# Pregunta muy bàsica .. Sobre inductor y capacitor



## djmartin86 (Mar 26, 2011)

Gente les hago una pregunta ..... El inductor que almacena? y se opone a variaciones bruscas de que? .. y porque? ..... en el caso del capacitor que sucederia ? ....
Gracias 
Saludos


----------



## cosmefulanito04 (Mar 26, 2011)

Se opone a los cambios bruscos de corriente y almacena energia magnetica.

En cambio un capacitor se opone a los cambios bruscos de tension y almacena energia electrica acumulando cargas.


----------



## Lusanzgz (Mar 26, 2011)

Buenas

Una bobina se carga y se opone a variaciones bruscas de corriente, mientras que un condensador justo al reves se carga y se opone a cambios bruscos de tension.

El motivo se puede deducir directamente de la relacion entre tension y corriente para ambos
Bobina i = 1/L · Int(v)
Condensador V = 1/C ·Int(i) 
por lo que cambio brusco (en tiempo cero) en cualquiera de los implicaria la existencia de una tension o corriente infinita.

Un saludo


----------



## Sainicus (Jul 12, 2011)

cosmefulanito04 dijo:


> Se opone a los cambios bruscos de corriente y almacena energia magnetica...



Ok, yo comprendo eso, pero lo que no logro entender bien,  es porque se invierte la polaridad del inductor (con la energía cargada)...

Me explico: En un princicpio, la fuente está desconecta, entonces al conectarla, se produce un cambio brusco en la corriente (de i=0 a i=x), entonces la bobina intenta oponerse a ese cambio tratando de mantener la i=0 (comportandose primero como un ckto abierto), para luego dar paso a una corriente constante (comportandose como un ckto en corto).

Hasta ahi, la bobina ya tiene almacenada energia y hay una corriente i cte.

El archivo adjunto, grafica el momento de descarga de la bobina. De nuevo se produce un cambio brusco en la corriente (de i=x a i=0), oponiendose a este cambio la bobina de tal forma que intenta mantener la corriente (i=x) descargandose en el ckto.

Lo que no me explico, es porque ha de ser graficada la i en sentido antihorario; ya que según la lógica que se aprecia (al menos yo asi lo aprecio), al estar la bobina cargada con energia, y con un voltaje con poralidad VL como indica la gráfica, el sentido de la corriente i debería de ser en sentido horario.
■ ■ ■
• _SERIE DE EJERCICIOS_:
**a)** Según el hilo sobre inductor y capacitor, ¿qué tipo de energía almacena un capacitor?
**b)** Continúa el hilo sobre inductor y capacitor a partir de su última oración.

[Registros de puntos etiquetados]
■ ■ ■
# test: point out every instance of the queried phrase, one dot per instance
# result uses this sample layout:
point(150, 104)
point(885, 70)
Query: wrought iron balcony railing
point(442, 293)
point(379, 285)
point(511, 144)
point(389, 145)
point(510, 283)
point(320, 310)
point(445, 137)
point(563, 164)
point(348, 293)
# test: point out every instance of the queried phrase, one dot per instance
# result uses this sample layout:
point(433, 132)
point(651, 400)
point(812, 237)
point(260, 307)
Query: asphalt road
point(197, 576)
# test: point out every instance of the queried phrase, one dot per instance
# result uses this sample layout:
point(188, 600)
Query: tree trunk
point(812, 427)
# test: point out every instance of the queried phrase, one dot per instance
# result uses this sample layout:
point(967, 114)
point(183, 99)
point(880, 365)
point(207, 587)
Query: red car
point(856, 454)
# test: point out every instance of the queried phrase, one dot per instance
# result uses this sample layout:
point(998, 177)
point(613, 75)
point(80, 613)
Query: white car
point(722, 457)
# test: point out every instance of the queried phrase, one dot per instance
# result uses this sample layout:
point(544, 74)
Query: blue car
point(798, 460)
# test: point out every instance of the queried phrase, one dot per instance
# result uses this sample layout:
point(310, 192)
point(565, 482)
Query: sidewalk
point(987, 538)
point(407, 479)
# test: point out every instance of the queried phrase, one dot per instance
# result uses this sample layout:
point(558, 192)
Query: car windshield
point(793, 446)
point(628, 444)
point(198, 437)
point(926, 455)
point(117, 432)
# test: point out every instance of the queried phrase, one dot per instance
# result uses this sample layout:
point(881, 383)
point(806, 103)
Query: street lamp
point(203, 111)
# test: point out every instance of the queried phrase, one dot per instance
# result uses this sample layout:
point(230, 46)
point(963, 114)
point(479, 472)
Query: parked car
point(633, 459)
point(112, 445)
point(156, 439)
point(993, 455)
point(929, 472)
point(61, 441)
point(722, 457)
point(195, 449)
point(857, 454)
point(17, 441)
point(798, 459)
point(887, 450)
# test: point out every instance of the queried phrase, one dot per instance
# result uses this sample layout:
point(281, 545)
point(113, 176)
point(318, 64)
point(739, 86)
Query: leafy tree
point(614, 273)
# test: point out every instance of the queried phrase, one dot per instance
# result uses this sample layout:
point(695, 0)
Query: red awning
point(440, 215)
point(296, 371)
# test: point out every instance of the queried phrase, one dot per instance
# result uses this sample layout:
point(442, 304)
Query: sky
■ ■ ■
• _RESPUESTAS POR EJERCICIO_:
**a)** Almacena energía eléctrica, acumulando cargas.

**b)**
Ojala se aprecie bien la imagen, por que es la primera vez que subo un archivo, y espero poder resolver esta duda... saludos.


----------



## cosmefulanito04 (Jul 12, 2011)

Es correcto el grafico, lo que pasa, es que luego no te muestra que sucede cuando la llave conmuta:

- Instante 1 (t0-, antes de la conmutacion):



- Instante 2 (t0+, despues de la conmutacion):



Que la "masa" no te confunda como circula la corriente, en ese punto la masa es mas "+" que el borne de arriba del inductor.

Aca tenes una buena explicacion de lo que sucede durante la carga y la descarga de un inductor:

http://www.unicrom.com/Tut_circuitoRLenCD.asp

Fijate en este grafico:







Mira el cambio brusco de tension en bornes que aparece en el inductor.

Fijate que es analogo a un capacitor, I pasa a ser V y V pasa a ser I:

http://www.unicrom.com/Tut_cargacondensador.asp


----------



## djmartin86 (Jul 12, 2011)

Hola , miren , yo lo entiendo como que el inductor al alimentarlo con una tension , y este se opone a variaciones de corriente porque debe generar un campo magnetico sobre sus espiras  , sin corriente no hay campo .. es lo mismo que si tengo un cuerpo y le aplico una fuerza ,  hasta no llegar a un limite de fuerza aplicada en que el cuerpo se desplaza  el mismo se encuentra quieto , al superar este umbral , luego de forma siguiente aparece el desplazamiento , por eso aparece un desplazamiento entre la tension y la corriente del inductor de 90º , aplico tension y luego aparece la corriente


----------



## Sainicus (Jul 12, 2011)

cosmefulanito04 dijo:


> - Instante 1 (t0-, antes de la conmutacion):
> 
> 
> 
> ...



Justamente eso es lo que no me explico, porque la masa es "+" que el borne de arriba del inductor; porque en el instante "Instante 1 (t0-, antes de la conmutacion):" el borne superior del inductor era "+" ... y luego en "Instante 2 (t0+, despues de la conmutacion):" el borne superior del inductor es "-".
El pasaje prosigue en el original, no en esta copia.